Records to use –
|---|
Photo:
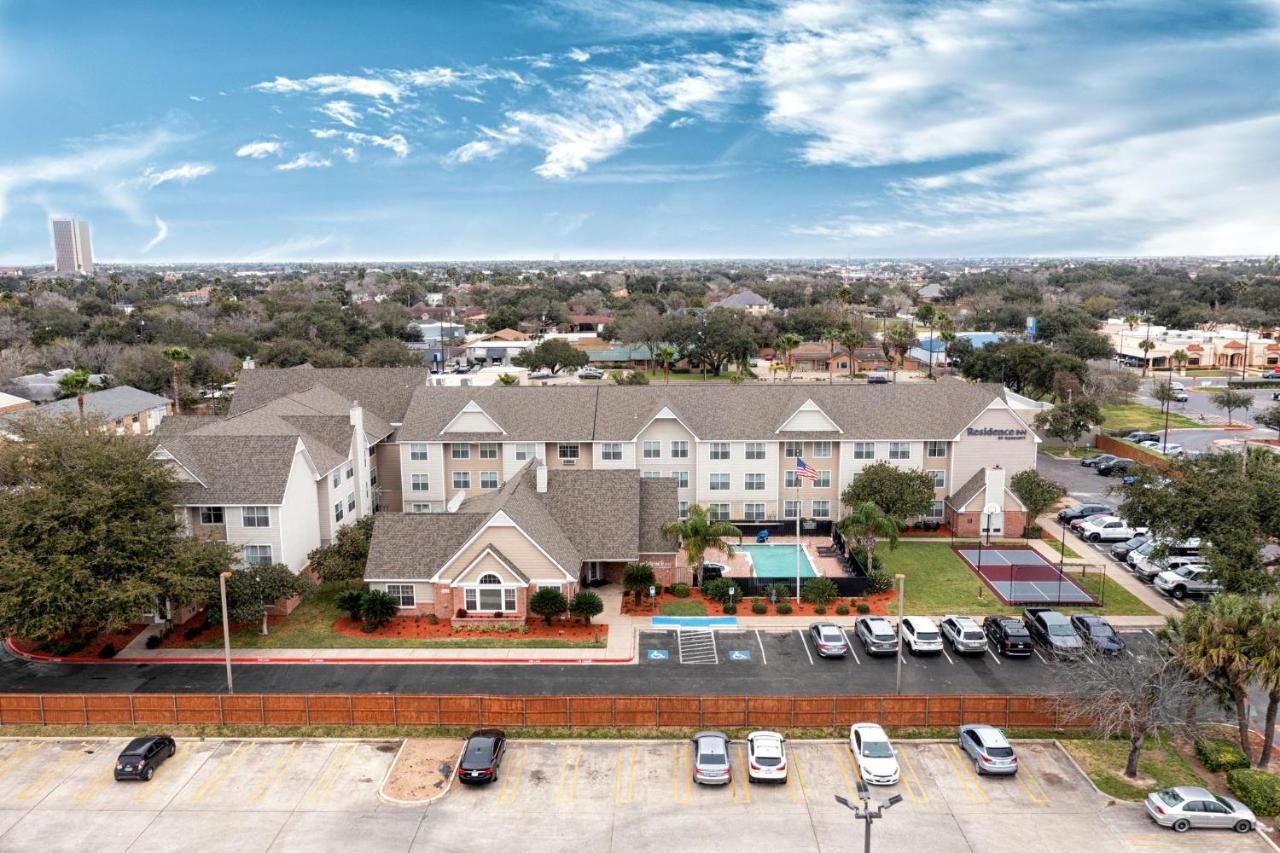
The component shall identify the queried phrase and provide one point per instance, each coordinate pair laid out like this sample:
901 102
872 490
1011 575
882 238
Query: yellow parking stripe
329 774
277 771
50 774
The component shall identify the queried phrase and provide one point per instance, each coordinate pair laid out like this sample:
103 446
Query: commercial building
72 249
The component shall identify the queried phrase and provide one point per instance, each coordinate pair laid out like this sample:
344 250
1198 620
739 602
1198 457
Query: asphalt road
744 665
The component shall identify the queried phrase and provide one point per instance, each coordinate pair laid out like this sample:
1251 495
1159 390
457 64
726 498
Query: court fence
533 711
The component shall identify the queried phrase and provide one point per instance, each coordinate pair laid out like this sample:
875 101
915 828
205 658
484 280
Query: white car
873 753
1109 528
766 757
922 635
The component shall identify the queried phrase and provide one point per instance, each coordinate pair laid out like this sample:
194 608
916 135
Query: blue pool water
778 561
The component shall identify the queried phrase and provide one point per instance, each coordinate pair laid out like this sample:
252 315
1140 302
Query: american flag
804 470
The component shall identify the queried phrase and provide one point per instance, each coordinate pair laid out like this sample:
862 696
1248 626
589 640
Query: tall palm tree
177 356
76 383
786 343
867 523
698 533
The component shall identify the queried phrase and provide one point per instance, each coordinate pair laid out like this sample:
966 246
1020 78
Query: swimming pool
778 561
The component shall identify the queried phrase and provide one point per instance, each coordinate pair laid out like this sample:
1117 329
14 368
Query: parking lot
551 796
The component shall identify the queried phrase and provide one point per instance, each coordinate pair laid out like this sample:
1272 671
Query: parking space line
277 771
805 643
329 774
631 778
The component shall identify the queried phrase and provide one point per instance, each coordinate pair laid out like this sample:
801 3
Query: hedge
1257 789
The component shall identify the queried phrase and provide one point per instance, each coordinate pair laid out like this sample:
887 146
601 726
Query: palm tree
176 356
698 533
76 383
865 524
666 354
786 343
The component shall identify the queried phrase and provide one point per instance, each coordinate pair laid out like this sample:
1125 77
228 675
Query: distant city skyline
247 132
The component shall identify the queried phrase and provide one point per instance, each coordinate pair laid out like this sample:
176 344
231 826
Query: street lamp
865 812
227 630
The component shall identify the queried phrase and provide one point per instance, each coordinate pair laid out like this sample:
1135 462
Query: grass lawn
1146 418
1159 766
309 626
938 582
686 607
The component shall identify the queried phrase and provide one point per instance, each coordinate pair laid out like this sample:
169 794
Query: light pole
897 678
865 812
227 630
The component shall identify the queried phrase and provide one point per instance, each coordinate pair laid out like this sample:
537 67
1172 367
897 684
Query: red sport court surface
1022 576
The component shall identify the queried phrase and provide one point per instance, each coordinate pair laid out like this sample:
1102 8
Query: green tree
1070 419
1230 400
548 603
586 605
342 561
899 492
88 537
698 533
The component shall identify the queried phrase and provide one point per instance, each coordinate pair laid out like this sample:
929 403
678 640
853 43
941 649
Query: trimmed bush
1257 789
1220 755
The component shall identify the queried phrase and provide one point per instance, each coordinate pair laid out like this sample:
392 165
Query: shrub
819 591
1257 789
351 602
1220 755
586 605
720 589
376 610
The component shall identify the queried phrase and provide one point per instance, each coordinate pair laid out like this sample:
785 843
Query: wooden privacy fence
530 711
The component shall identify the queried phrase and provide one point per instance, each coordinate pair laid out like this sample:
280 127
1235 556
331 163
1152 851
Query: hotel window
402 593
255 516
257 555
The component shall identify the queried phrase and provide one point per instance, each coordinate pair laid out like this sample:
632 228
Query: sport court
1022 576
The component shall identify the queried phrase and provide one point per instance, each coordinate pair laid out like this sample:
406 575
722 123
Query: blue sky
639 128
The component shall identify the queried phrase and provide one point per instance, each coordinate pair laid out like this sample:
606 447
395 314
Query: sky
400 131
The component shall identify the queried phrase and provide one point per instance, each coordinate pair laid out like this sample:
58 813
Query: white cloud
184 173
259 150
342 112
306 160
161 233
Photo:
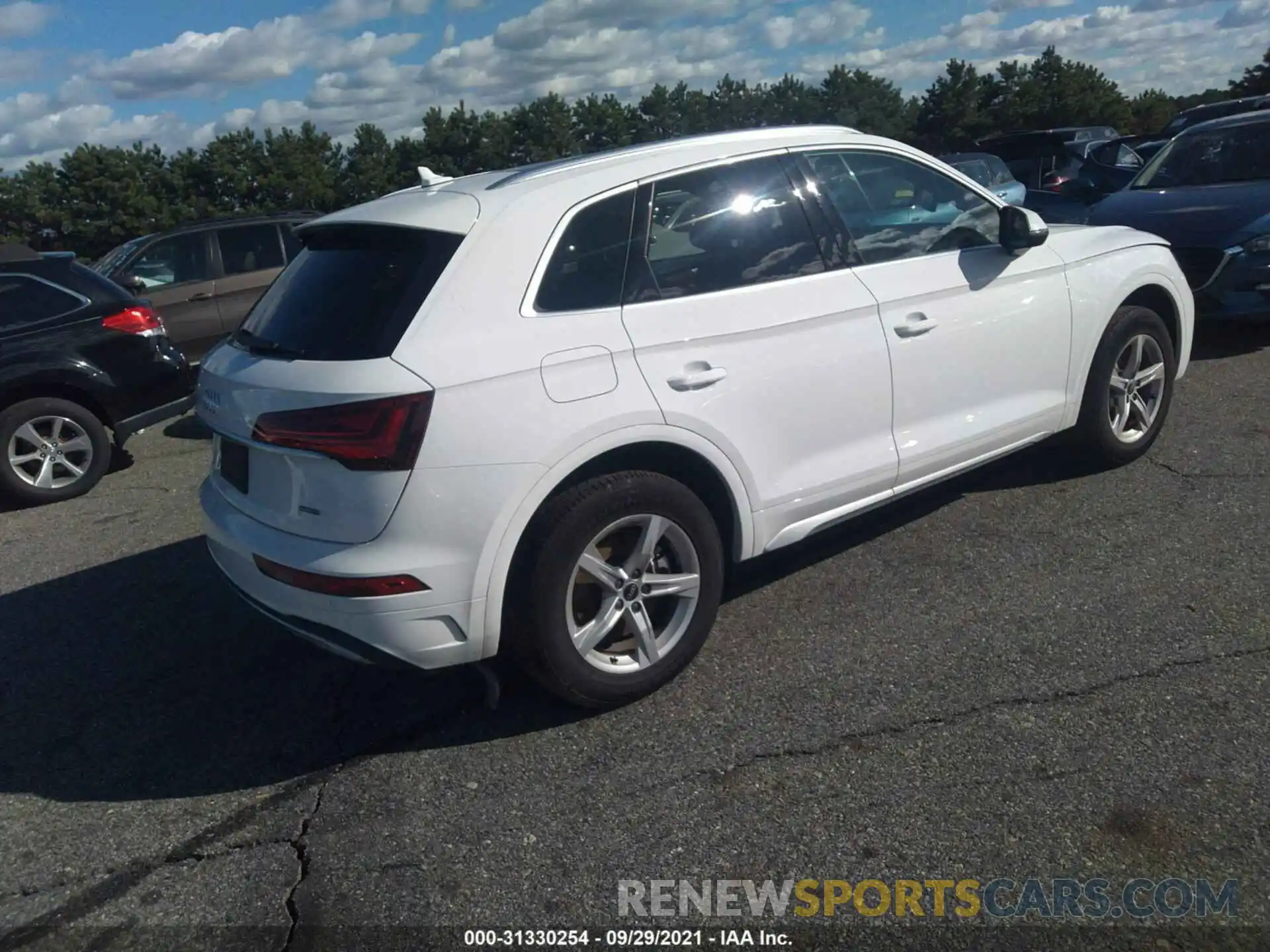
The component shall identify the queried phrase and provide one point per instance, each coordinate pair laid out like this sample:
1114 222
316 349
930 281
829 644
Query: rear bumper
124 429
439 534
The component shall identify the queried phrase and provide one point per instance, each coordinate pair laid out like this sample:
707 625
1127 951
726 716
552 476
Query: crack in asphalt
300 844
122 881
1187 475
854 738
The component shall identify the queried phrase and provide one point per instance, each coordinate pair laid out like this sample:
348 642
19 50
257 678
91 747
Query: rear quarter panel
1104 267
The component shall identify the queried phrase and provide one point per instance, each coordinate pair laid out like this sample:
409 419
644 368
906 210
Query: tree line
95 197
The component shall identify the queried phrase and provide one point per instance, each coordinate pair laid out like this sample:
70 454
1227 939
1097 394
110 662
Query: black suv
205 277
78 354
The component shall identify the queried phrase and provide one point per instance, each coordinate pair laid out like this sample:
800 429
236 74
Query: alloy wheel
633 593
50 452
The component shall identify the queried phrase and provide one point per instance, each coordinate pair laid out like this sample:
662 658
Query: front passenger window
911 208
179 259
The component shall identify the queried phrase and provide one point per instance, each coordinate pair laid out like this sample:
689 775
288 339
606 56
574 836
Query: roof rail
429 178
18 253
577 161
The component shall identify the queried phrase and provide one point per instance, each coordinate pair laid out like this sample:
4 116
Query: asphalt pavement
1029 672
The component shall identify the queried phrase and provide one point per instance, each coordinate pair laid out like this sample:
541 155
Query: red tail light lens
134 320
366 434
339 586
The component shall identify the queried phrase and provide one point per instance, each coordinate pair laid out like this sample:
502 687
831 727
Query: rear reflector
339 586
134 320
367 434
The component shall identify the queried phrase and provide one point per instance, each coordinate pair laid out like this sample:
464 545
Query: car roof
1250 118
566 182
229 220
1226 104
968 158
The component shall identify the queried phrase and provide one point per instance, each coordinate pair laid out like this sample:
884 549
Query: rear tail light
135 320
368 434
339 586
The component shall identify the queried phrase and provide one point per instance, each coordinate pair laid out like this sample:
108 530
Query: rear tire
1129 389
610 637
52 450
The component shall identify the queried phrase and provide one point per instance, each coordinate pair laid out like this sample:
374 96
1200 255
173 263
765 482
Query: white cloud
1246 13
204 63
817 23
574 48
24 18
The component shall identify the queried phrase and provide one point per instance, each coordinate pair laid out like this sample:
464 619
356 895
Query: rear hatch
317 426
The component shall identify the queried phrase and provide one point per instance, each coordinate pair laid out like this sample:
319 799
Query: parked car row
691 353
1206 190
432 444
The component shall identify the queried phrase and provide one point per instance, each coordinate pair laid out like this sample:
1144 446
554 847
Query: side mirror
1021 229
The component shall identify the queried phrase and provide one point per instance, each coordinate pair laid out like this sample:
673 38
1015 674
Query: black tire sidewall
1095 428
15 416
574 521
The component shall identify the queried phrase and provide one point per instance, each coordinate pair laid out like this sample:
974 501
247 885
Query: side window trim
83 301
211 251
531 292
849 257
650 183
636 249
986 194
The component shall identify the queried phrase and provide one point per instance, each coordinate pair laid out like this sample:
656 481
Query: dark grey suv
205 277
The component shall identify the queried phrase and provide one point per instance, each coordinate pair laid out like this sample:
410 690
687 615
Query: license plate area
234 465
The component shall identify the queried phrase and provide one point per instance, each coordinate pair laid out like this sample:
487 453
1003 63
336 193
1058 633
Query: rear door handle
915 324
697 376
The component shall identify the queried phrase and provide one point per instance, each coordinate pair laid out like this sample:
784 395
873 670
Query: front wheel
622 587
54 450
1129 387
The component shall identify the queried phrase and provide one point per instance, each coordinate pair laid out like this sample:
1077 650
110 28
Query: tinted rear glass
352 292
27 300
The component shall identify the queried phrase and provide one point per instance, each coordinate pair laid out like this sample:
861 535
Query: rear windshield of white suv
349 295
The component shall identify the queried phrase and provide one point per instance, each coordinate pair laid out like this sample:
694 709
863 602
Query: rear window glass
26 300
352 292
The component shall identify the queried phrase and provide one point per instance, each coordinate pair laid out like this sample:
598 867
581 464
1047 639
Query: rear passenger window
26 301
589 260
251 248
740 225
352 292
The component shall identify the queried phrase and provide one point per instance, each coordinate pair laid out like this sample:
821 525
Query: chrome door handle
697 376
916 324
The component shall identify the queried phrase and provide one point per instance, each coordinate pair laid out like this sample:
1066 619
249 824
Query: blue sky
175 74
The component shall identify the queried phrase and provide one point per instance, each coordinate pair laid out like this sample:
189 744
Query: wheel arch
672 451
1147 286
54 389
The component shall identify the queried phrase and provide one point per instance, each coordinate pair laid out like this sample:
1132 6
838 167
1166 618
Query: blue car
990 172
1208 193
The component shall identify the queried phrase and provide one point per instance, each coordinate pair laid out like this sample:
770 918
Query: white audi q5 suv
542 411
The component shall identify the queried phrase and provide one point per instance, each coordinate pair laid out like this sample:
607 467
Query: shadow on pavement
146 678
1221 339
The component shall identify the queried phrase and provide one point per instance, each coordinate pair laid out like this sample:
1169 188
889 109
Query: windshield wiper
261 347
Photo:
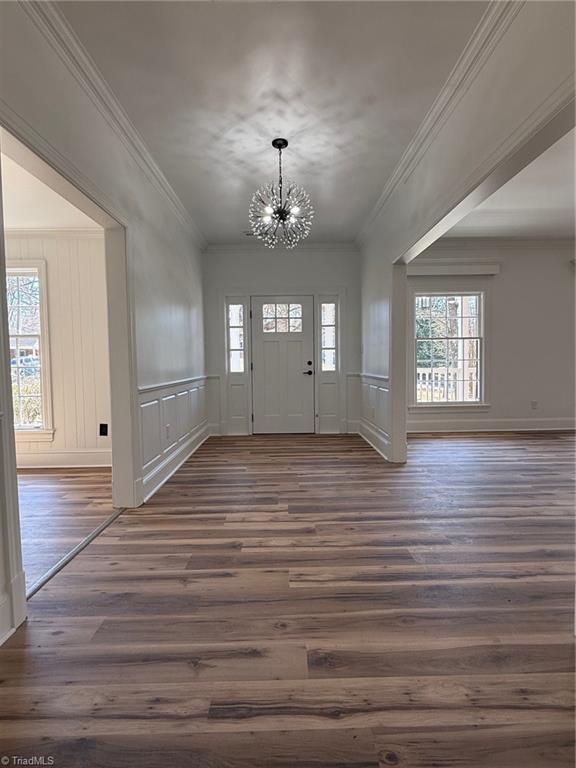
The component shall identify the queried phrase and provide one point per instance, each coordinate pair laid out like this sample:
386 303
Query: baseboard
490 425
376 437
71 458
12 607
163 471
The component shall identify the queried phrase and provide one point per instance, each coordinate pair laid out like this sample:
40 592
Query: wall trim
447 267
43 232
56 30
376 437
496 20
476 243
374 376
77 457
155 479
240 248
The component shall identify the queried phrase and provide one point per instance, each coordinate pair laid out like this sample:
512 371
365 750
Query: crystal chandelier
281 214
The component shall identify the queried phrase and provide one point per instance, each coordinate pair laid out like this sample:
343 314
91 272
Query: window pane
471 349
423 353
438 327
236 314
328 359
236 338
423 329
237 361
329 336
469 326
30 411
329 314
29 379
448 365
438 306
470 306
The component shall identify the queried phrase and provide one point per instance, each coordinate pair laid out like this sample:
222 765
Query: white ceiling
208 85
537 203
29 204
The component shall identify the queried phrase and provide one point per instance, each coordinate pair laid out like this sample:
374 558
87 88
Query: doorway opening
63 271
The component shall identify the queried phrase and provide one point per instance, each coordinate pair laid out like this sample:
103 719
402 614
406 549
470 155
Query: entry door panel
283 363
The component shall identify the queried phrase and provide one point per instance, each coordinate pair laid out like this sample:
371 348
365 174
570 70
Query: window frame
45 433
448 287
240 301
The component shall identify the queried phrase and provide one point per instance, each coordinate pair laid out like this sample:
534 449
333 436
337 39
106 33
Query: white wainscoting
368 408
78 352
173 424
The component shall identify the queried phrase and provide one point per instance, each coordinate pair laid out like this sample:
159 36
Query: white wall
89 140
529 335
78 337
53 100
254 270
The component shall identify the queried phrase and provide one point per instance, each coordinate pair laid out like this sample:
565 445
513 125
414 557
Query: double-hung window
448 348
25 292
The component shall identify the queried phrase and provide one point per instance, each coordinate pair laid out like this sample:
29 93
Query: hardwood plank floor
296 602
58 509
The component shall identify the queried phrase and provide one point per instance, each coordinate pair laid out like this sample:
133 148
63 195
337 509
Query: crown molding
54 27
67 232
490 243
254 247
496 20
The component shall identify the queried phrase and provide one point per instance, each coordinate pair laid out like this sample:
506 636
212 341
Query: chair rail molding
52 24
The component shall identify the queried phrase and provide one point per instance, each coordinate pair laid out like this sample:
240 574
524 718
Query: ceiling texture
209 85
537 203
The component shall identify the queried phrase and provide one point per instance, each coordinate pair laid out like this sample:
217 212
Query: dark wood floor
295 602
58 509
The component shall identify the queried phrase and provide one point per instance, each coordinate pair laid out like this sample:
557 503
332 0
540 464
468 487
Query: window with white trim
25 295
235 320
328 336
448 348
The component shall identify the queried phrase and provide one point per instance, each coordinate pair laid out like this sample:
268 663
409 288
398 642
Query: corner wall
530 337
78 339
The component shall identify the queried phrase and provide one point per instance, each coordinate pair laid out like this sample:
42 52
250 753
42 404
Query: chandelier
280 214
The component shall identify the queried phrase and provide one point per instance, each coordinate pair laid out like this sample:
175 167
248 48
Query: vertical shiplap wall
78 328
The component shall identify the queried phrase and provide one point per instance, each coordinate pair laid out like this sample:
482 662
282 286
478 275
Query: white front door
283 363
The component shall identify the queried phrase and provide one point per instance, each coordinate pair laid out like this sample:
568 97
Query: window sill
34 435
449 406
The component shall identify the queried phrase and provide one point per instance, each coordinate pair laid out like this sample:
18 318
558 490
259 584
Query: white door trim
309 316
243 294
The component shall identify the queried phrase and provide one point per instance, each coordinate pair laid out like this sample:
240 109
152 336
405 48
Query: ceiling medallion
281 214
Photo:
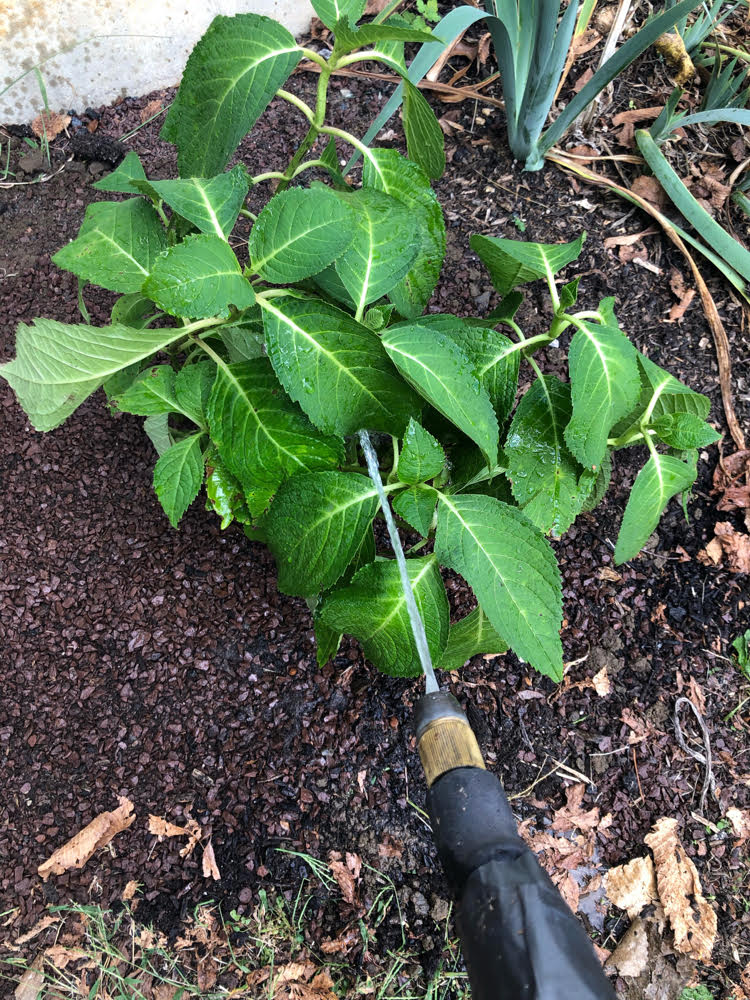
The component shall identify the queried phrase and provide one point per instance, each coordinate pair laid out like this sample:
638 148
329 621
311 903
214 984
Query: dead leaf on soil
|---|
What is required – Please locate each line of the records above that contains the word "sport" and copy those lines out in full.

Full response –
Query: red sport court surface
Query: sport court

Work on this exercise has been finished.